> Reading text

Last week a bubbly woman from Ohio stopped by our table in Union Square. “This is why I love coming to New York!” she explained as she flipped through our silkscreens. “Everywhere else I go, it’s the same imported crap in the stores. But out here, I can meet local artists making art with their own hands.”

Well, not for long…

Mayor Bloomberg’s legal henchmen have unilaterally issued an administrative ruling effectively barring most art from New York’s City’s parks. Under the false guise of “public safety” and “congestion” they’ve crafted a complex set of rules banning 80-90% of artists from even displaying their work in Columbus Circle, Union Square Park and any other public park in Manhattan. The rules range from permitting only four artists to set up in Columbus Circle to barring artists from coming within fifty feet of a monument or five feet from a garbage can.

The effect of the de-facto art ban, according to the Associated Press, is to “dramatically alter a colorful part of the cityscape that has for decades served as an outdoor gallery popular among tourists in a city known worldwide for its arts.”

Bloomberg deems us a “public nuisance” because we do not fit neatly into plan for New York as an uninterrupted commercial venture where public space is rented, bought and sold. As Robert Lederman, president of the 2000 member group ARTIST, points out:

If preventing congestion in public parks was a genuine concern…why are there daily corporate promotions in NYC parks by companies like Disney, Nike, Best Buy and JP Morgan Chase and a thousand others that involve huge displays, giant trucks, powerlines and other dangerous infrastructure?

Bloomberg’s rationale for the new rules is that artists are blocking walkways and creating a safety hazard. But the administration allows — indeed, encourages — commercial vendors to set up at these same locations, as long as they are paying rent to the city. In Battery Park, for example, artists are to be chased out but eight hot dog vendors will be allowed to stay in the most high congestion areas. Bloomberg isn’t worried about congestion; these rules are part of his larger plan to privatize and “monetize” our city’s parks.

> Recorded information
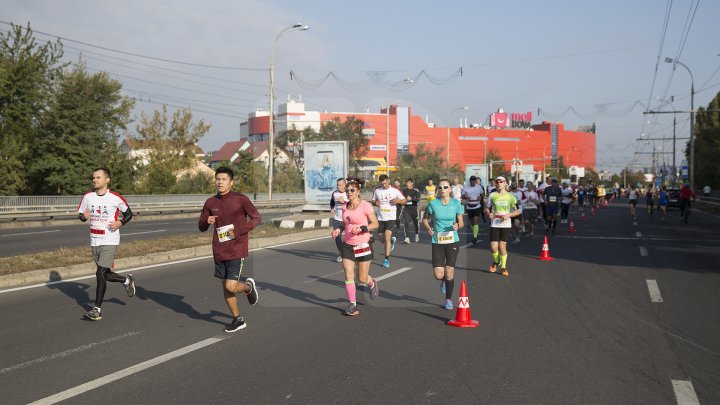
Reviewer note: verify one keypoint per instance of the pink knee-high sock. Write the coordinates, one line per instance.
(350, 288)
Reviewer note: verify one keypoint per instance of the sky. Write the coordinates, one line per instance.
(577, 62)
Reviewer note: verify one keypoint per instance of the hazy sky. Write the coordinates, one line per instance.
(598, 57)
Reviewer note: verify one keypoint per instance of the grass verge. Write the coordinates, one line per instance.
(78, 255)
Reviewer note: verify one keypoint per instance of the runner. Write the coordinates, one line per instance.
(447, 216)
(529, 211)
(229, 212)
(500, 212)
(553, 196)
(338, 198)
(632, 196)
(474, 196)
(387, 198)
(430, 191)
(410, 210)
(650, 200)
(359, 221)
(102, 207)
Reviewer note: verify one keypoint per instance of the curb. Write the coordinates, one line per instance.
(56, 274)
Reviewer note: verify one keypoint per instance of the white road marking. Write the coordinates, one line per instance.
(654, 291)
(65, 353)
(140, 233)
(393, 273)
(192, 259)
(685, 393)
(91, 385)
(29, 233)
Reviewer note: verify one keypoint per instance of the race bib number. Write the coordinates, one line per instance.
(224, 233)
(362, 249)
(445, 237)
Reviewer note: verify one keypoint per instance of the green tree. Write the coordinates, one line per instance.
(707, 145)
(79, 131)
(27, 70)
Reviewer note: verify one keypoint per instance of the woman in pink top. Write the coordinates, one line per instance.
(359, 220)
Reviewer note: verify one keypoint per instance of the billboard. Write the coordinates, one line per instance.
(325, 162)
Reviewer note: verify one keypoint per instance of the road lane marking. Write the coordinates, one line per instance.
(65, 353)
(393, 273)
(99, 382)
(140, 233)
(685, 393)
(29, 233)
(654, 291)
(150, 266)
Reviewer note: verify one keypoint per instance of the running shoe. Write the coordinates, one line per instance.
(374, 290)
(493, 267)
(252, 294)
(130, 288)
(351, 311)
(93, 314)
(237, 324)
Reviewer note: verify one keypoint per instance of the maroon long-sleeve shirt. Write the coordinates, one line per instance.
(230, 208)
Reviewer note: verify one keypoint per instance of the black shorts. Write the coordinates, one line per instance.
(475, 212)
(347, 252)
(229, 269)
(386, 226)
(446, 254)
(499, 234)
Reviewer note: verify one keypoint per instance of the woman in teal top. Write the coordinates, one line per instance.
(446, 214)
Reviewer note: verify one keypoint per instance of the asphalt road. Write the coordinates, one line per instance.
(16, 241)
(625, 314)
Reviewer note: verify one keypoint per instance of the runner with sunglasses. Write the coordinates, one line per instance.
(500, 210)
(447, 216)
(359, 221)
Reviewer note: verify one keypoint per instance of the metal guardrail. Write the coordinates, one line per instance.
(140, 206)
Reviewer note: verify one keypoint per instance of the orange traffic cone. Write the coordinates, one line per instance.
(545, 254)
(462, 316)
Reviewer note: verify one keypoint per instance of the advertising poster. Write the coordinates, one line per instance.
(325, 162)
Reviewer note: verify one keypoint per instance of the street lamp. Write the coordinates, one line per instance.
(271, 96)
(406, 80)
(692, 118)
(447, 162)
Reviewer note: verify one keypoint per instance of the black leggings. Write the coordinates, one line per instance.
(103, 275)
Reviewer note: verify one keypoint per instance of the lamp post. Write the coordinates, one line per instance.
(406, 80)
(447, 162)
(271, 96)
(692, 119)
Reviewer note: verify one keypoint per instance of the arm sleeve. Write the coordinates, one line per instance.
(245, 226)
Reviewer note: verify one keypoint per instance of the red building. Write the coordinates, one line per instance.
(536, 144)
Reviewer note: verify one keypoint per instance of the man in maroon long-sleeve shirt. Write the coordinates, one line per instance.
(233, 216)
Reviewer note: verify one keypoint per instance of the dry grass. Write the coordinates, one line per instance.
(78, 255)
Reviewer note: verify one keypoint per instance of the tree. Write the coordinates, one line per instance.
(79, 131)
(171, 146)
(27, 70)
(707, 145)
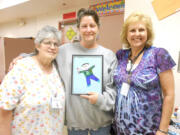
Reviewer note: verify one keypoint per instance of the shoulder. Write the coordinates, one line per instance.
(122, 52)
(25, 62)
(67, 46)
(106, 51)
(157, 51)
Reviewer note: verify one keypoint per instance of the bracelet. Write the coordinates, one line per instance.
(163, 131)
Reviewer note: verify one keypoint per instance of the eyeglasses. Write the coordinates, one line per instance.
(49, 43)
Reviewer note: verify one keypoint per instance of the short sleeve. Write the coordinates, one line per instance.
(11, 88)
(164, 60)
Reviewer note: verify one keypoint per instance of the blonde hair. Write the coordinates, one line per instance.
(133, 18)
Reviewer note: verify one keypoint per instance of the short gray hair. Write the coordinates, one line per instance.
(47, 32)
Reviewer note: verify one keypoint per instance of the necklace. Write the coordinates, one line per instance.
(131, 63)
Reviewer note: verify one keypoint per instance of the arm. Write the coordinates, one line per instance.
(14, 61)
(5, 122)
(167, 85)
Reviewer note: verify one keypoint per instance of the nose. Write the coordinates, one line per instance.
(137, 32)
(53, 45)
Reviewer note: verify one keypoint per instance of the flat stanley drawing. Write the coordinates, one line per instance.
(86, 69)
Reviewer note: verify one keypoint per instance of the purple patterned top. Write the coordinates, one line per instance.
(139, 113)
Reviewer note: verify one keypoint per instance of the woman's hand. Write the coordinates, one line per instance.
(92, 97)
(14, 62)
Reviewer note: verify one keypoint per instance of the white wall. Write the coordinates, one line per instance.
(167, 33)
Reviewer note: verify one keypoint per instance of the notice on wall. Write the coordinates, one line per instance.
(164, 8)
(109, 8)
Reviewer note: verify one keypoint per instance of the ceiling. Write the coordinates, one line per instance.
(37, 7)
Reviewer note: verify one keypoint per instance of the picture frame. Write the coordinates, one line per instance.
(87, 74)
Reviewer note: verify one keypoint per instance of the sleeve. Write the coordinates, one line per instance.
(164, 60)
(11, 88)
(106, 101)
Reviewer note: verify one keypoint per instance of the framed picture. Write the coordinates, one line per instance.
(87, 74)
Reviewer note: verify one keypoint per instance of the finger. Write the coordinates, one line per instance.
(85, 96)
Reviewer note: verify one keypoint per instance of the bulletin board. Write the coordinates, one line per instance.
(164, 8)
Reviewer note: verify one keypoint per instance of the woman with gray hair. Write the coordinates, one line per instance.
(32, 95)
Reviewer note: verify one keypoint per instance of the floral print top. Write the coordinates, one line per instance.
(26, 90)
(139, 112)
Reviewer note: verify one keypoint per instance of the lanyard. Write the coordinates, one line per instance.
(131, 63)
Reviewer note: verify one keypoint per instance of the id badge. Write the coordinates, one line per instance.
(55, 103)
(124, 89)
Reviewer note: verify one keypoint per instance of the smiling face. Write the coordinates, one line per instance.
(137, 35)
(88, 30)
(48, 48)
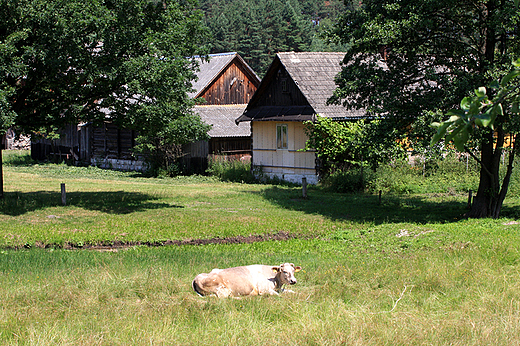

> Aim
Reproduce the passage of the park art ban piece above from "Last week a" up to and including "a garbage can.", word for word.

> Task solution
Last week a bubbly woman from Ohio stopped by our table in Union Square. “This is why I love coming to New York!” she explained as she flipped through our silkscreens. “Everywhere else I go, it’s the same imported crap in the stores. But out here, I can meet local artists making art with their own hands.”

Well, not for long…

Mayor Bloomberg’s legal henchmen have unilaterally issued an administrative ruling effectively barring most art from New York’s City’s parks. Under the false guise of “public safety” and “congestion” they’ve crafted a complex set of rules banning 80-90% of artists from even displaying their work in Columbus Circle, Union Square Park and any other public park in Manhattan. The rules range from permitting only four artists to set up in Columbus Circle to barring artists from coming within fifty feet of a monument or five feet from a garbage can.